◆ Problem requirements
Give all of the lines again, with nothing added or dropped.

++++ Record excerpts ++++

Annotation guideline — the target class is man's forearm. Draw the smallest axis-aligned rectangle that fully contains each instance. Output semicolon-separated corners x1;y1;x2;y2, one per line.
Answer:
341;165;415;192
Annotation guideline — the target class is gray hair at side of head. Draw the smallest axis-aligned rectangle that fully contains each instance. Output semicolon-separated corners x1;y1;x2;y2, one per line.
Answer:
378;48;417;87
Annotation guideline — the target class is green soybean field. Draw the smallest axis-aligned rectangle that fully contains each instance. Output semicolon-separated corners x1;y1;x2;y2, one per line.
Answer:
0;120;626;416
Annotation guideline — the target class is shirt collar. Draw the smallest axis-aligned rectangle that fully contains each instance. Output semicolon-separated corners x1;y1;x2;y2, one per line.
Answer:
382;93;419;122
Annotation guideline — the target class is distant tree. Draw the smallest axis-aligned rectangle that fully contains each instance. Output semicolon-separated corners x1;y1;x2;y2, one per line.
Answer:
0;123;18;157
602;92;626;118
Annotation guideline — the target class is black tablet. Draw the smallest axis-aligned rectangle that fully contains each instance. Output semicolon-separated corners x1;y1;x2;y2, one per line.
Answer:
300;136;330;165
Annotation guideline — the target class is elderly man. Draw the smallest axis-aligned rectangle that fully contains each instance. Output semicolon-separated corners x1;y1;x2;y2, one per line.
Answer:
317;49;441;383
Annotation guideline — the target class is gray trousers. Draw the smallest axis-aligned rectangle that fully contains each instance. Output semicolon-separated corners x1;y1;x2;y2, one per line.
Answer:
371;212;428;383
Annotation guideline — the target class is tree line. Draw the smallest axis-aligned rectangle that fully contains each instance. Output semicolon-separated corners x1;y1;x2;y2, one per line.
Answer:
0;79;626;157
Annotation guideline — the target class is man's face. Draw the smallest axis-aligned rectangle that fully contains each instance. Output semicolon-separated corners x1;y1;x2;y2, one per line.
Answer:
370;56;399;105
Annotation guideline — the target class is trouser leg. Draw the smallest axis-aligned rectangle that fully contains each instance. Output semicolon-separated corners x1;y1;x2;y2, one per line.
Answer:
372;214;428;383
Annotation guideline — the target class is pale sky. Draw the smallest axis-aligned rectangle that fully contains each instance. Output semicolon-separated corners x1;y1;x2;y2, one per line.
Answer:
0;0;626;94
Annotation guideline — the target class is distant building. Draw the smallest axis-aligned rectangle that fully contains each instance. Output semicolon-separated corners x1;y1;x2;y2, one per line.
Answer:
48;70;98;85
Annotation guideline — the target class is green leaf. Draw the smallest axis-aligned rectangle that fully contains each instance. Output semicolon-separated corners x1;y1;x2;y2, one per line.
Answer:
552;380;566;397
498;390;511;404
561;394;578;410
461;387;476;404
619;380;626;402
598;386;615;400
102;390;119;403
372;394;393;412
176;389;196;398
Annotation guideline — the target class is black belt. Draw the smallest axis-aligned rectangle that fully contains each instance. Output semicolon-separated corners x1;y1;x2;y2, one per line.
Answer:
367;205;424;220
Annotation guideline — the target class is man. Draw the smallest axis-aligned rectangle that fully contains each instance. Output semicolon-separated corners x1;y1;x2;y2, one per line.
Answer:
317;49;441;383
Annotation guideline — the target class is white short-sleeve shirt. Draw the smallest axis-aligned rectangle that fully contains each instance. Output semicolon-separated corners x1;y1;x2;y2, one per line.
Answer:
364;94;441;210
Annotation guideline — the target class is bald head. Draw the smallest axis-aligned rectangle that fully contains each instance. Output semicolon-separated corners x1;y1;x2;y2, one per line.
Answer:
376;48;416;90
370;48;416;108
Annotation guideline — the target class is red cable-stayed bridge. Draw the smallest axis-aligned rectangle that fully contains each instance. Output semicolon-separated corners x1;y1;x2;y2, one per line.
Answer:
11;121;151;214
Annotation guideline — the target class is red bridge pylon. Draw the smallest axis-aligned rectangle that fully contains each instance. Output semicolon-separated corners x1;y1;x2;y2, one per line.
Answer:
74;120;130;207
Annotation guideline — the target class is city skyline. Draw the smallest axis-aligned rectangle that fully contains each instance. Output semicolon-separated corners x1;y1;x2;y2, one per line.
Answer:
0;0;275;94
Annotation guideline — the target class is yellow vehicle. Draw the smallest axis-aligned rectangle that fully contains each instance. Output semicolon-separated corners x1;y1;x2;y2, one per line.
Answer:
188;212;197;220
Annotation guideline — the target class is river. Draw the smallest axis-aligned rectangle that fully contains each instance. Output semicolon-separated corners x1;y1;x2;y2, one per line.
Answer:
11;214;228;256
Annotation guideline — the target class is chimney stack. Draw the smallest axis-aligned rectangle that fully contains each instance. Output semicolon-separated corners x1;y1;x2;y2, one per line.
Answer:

++++

◆ Final answer
Annotation guideline — the target class is man's forearm. Draw the smallest axis-aligned rectangle that fully contains each instance. Output semicolon-separated corners x1;y1;x2;y2, one per line.
Answer:
341;165;415;192
Annotation guideline — the target class is gray hair at side of head. Draw the smallest axis-aligned rectangle that fully contains each instance. Output semicolon-separated corners x1;y1;x2;y2, one per line.
Answer:
378;48;417;87
Annotation guideline — the target class is green soybean field. Draw the smallest axis-aligned rectangle that fully contains each instance. Output semicolon-separated corners x1;y1;x2;y2, one per line.
Answer:
0;120;626;416
Annotation guideline — the target class is shirt collar. Draw the smallest axis-aligned rectangle that fully contains each instance. Output semicolon-separated corners x1;y1;x2;y2, one per line.
Answer:
382;93;419;122
Annotation guideline — the target class is distant tree. Draw the smallest axis-aligned rectangle that fully contains each instance. Output semicolon-separated corners x1;y1;x2;y2, one per line.
Answer:
0;123;18;157
602;92;626;118
Annotation guideline — the target class is black tablet. Draw the smallest axis-aligned rectangle that fully contains each instance. Output semicolon-separated corners x1;y1;x2;y2, one per line.
Answer:
300;136;330;165
Annotation guideline — the target class is elderly man. Draw the smallest axis-aligned rectangle that fully contains each instance. Output semicolon-separated corners x1;y1;x2;y2, one per line.
Answer:
317;49;441;383
Annotation guideline — the target class is gray trousers. Draw the smallest axis-aligned rectangle that fully contains each instance. Output semicolon-separated corners x1;y1;x2;y2, one per line.
Answer:
371;212;428;383
Annotation guideline — the target class is tree line. Draw the smallest axis-aligned rectangle that fully contains each instance. Output semicolon-separated corners x1;y1;x2;y2, one per line.
Answer:
0;79;626;157
Annotation guideline — the target class is man's face. Draw the smallest axis-aligned rectangle that fully contains each instance. Output semicolon-separated corners x1;y1;x2;y2, one per line.
Answer:
370;56;399;105
Annotation guideline — the target class is trouser leg. Draw the smallest axis-aligned rectangle that fully contains each instance. Output semicolon-separated corners x1;y1;x2;y2, one per line.
Answer:
372;214;428;383
Annotation guideline — the target class is pale sky. Draw the smallest axis-aligned rectangle that fully contains each instance. Output semicolon-separated corners x1;y1;x2;y2, one per line.
Answer:
0;0;626;94
Annotation guideline — the target class is distant building. Draw the smallest axis-aligned rectangle that fully contains each instance. Output semicolon-separated corners x1;y1;x2;y2, one per line.
Answer:
48;70;98;85
Annotation guideline — the target class is green leaf. Draw the smallest axis-aligned rectangle that fully contains each instance. Output semicolon-separated corners x1;y1;x2;y2, one per line.
Answer:
552;380;566;397
498;390;511;404
561;394;578;410
461;387;476;404
619;380;626;402
598;386;615;400
102;390;119;403
372;394;393;412
176;389;196;398
Annotation guideline — the target class is black belt. Draw the smallest axis-aligned rectangle that fully contains each instance. Output semicolon-separated corners x1;y1;x2;y2, one per line.
Answer:
367;205;424;220
Annotation guideline — the target class is man. Draw the smallest axis-aligned rectangle that fully contains each instance. Output semicolon-separated corners x1;y1;x2;y2, one per line.
Answer:
317;49;441;383
Annotation guideline — the target class is white short-sleeve shirt. Draw the smallest axis-aligned rectangle that fully contains each instance. Output semicolon-separated corners x1;y1;x2;y2, one per line.
Answer:
364;94;441;210
Annotation guideline — the target class is bald head. Draw the smallest axis-aligned rectangle that fully contains each instance. Output semicolon-separated corners x1;y1;x2;y2, one per line.
Answer:
376;48;416;90
370;48;416;108
Annotation guideline — the target class is red cable-stayed bridge. Draw the smallest axis-aligned rectangle that fully contains each instance. Output semicolon-separated corners x1;y1;x2;y2, one per line.
Answer:
11;121;151;214
Annotation guideline — the target class is red bridge pylon. Draw the smallest axis-aligned rectangle that fully contains each instance. Output semicolon-separated corners x1;y1;x2;y2, one per line.
Answer:
74;120;130;207
Annotation guideline — the target class is city skyline. Draw the smallest axis-aligned rectangle that fully contains each instance. Output semicolon-separated corners x1;y1;x2;y2, one per line.
Answer:
0;0;275;94
Annotation guideline — the target class is yellow vehicle. Draw the smallest axis-aligned rectangle that fully contains each instance. Output semicolon-separated corners x1;y1;x2;y2, one per line.
Answer:
188;212;197;220
Annotation guideline — the target class is river. Draw the smallest axis-aligned rectangle that fully contains each instance. Output semicolon-separated corners x1;y1;x2;y2, one per line.
Answer:
11;214;228;256
Annotation guideline — the target class is chimney stack. Draw the smallest axis-aligned rectangle that fully contains each instance. Output semicolon-separated corners x1;y1;x2;y2, one per line.
Answer:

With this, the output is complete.